**SET EXERCISE 1:**
According to the passage on Jordan's property developments, how many apartments and villas will Manazel Amman feature?
**SET EXERCISE 2:**
List every named development project mentioned in the passage on Jordan's property developments.
**SET EXERCISE 3:**
From the passage on Jordan's property developments, write out everything from "The long-delayed Jordan" down to "Sixth Circle district.", switching "Jordan Gate Towers" to "Amman Gate Towers".

The long-delayed Jordan Gate Towers project also saw progress. After eight years of delays, work resumed on the two-tower, $400m development in 2016. With a 44-floor and a 37-floor tower, the project will comprise the tallest structure in the capital upon its expected completion in the second half of 2018. The development combines residential, retail and commercial units, and is located near the city’s Sixth Circle district.
Meanwhile, the 15-storey, JD50m ($70.5m) Abdoun Towers project was inaugurated in May 2017. Built on a 45,000-sq-metre site, the towers will consist mainly of apartments, with some retail outlets included. Elsewhere, the JD40m ($56.4m) Golden Gate development, located in the city of Um Uthaina, also saw its cornerstone laid in May 2017. The project will consist of residential and office units, along with three vaults of retail outlets. Exploiting the new development corridor stretching out to QAIA, Manazel Amman is being built on a 300,000-sq-metre site just 10 minutes’ drive from the airport, and will feature 1253 apartments and villas. This project is the first such development carried out by Abu Dhabi-based developer Manazel outside of the UAE. Jordan also experienced positive growth in apartment sales in mid-2017, with 3670 sold in July, the highest monthly level since late 2016.

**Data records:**

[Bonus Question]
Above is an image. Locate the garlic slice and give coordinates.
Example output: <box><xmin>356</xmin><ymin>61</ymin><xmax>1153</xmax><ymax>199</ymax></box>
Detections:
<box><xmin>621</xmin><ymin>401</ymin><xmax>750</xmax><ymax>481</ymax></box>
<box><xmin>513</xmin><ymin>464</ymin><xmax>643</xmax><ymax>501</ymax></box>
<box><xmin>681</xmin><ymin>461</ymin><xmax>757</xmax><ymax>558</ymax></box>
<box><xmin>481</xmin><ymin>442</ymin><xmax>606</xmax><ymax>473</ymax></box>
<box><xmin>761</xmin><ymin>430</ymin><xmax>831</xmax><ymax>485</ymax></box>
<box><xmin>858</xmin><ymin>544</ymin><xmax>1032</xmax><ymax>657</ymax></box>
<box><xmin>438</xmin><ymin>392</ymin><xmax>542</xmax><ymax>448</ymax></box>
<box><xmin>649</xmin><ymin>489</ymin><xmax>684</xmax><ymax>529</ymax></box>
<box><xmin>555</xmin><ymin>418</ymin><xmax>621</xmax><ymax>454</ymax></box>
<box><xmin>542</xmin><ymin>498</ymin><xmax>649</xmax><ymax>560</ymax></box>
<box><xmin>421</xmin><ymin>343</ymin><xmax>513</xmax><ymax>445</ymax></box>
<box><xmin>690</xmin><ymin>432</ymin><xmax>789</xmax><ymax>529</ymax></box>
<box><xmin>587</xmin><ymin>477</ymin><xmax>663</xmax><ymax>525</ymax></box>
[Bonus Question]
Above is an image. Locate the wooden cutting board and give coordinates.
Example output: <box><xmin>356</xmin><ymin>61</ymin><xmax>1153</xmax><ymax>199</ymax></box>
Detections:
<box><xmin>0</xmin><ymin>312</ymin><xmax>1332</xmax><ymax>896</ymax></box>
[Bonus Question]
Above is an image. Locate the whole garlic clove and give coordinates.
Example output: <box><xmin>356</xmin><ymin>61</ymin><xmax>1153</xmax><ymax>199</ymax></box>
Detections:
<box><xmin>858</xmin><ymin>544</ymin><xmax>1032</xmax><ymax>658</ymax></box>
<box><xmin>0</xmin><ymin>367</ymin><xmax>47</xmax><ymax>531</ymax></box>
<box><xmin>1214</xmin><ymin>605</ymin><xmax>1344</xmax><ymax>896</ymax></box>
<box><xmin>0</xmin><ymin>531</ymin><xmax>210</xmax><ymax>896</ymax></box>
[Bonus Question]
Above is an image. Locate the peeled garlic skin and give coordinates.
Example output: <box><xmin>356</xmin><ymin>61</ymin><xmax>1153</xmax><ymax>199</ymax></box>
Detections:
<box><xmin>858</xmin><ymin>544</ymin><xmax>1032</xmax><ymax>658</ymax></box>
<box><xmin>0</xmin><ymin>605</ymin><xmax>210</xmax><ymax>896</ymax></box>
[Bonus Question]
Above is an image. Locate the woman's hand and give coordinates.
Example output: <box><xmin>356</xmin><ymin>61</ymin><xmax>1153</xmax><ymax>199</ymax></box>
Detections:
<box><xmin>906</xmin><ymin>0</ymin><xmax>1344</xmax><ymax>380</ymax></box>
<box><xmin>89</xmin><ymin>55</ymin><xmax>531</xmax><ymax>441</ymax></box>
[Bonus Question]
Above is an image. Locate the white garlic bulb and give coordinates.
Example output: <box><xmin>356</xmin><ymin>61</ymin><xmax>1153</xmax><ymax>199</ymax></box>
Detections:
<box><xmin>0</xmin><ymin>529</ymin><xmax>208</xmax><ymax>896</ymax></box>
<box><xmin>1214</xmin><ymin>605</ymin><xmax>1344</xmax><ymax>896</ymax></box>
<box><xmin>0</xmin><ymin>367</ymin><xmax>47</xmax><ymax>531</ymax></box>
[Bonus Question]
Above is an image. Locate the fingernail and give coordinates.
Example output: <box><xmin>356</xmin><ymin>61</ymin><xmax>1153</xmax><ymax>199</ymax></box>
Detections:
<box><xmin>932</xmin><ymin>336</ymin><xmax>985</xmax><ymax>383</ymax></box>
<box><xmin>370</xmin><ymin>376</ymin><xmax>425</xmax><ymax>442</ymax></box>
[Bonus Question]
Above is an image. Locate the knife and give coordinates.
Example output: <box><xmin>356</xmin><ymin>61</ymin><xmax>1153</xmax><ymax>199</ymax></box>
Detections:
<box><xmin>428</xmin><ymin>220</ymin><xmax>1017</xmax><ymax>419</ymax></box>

**EXERCISE OUTPUT 1:**
1253

**EXERCISE OUTPUT 2:**
Jordan Gate Towers, Abdoun Towers, Golden Gate, Manazel Amman

**EXERCISE OUTPUT 3:**
The long-delayed Amman Gate Towers project also saw progress. After eight years of delays, work resumed on the two-tower, $400m development in 2016. With a 44-floor and a 37-floor tower, the project will comprise the tallest structure in the capital upon its expected completion in the second half of 2018. The development combines residential, retail and commercial units, and is located near the city’s Sixth Circle district.